From the listing below, copy out word for word the lines that begin with the line containing "water. Produce a bounding box for every instance." and continue through the line containing "[139,172,355,186]", including both of those lines.

**LISTED ENTRIES**
+ + +

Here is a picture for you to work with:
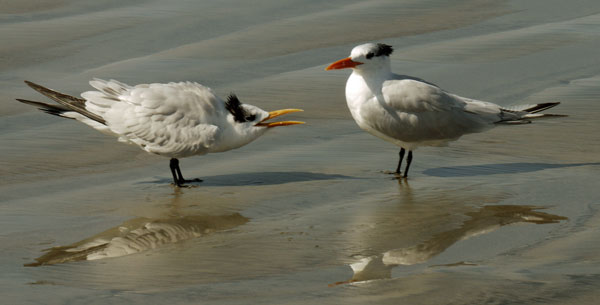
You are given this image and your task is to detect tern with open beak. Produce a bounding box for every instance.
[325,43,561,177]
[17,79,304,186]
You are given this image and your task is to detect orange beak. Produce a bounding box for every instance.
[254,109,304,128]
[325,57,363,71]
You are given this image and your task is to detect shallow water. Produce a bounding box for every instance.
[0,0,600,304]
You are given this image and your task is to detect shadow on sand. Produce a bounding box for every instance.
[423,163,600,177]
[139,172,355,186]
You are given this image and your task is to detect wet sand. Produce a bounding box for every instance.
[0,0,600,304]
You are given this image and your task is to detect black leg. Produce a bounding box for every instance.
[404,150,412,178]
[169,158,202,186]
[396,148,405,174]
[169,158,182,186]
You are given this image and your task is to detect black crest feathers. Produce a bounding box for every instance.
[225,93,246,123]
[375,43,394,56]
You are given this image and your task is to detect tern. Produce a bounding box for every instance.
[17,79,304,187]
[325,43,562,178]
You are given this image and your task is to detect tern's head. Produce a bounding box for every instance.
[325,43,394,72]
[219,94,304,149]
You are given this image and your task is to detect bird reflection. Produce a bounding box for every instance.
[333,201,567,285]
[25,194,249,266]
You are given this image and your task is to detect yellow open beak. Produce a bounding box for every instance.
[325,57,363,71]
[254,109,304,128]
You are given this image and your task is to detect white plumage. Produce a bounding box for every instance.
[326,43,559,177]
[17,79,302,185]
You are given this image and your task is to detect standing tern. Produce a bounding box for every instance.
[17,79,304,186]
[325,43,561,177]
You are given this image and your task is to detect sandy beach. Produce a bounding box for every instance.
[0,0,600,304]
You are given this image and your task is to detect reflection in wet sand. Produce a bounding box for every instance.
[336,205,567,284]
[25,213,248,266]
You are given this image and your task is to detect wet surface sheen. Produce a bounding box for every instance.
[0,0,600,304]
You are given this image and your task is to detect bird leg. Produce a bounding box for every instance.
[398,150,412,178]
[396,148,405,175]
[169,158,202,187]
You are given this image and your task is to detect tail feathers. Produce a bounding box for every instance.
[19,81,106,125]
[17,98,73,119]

+ + +

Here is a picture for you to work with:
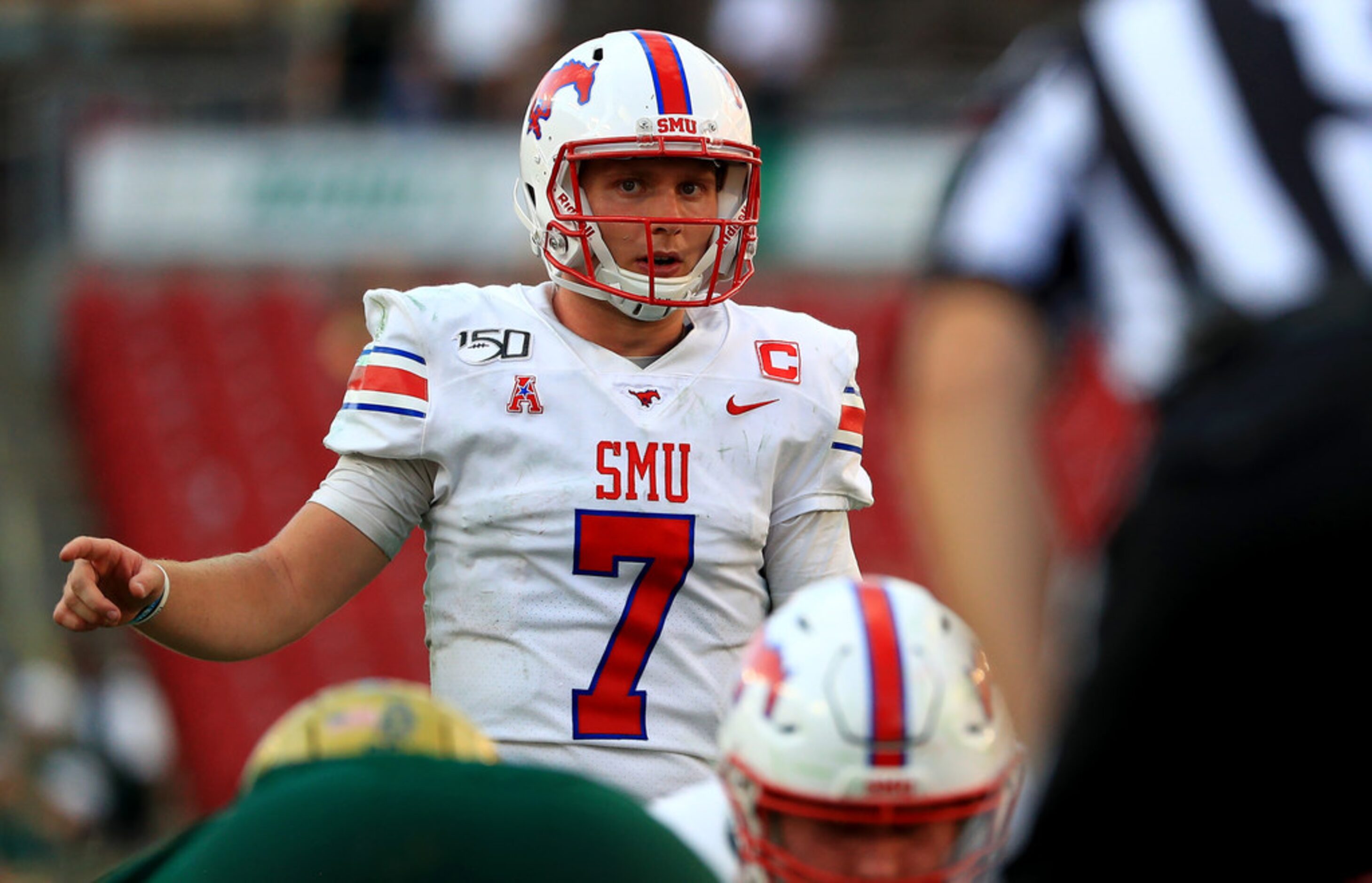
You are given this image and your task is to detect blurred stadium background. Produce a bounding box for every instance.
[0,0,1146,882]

+ + +

**SOLUTION**
You are given this image and your task is to detect shallow water. Produce a bounding box for every instance.
[0,0,600,304]
You are given this image and your task is to detect shadow on sand. Produce a bounding box for every instance.
[423,163,600,177]
[139,172,355,186]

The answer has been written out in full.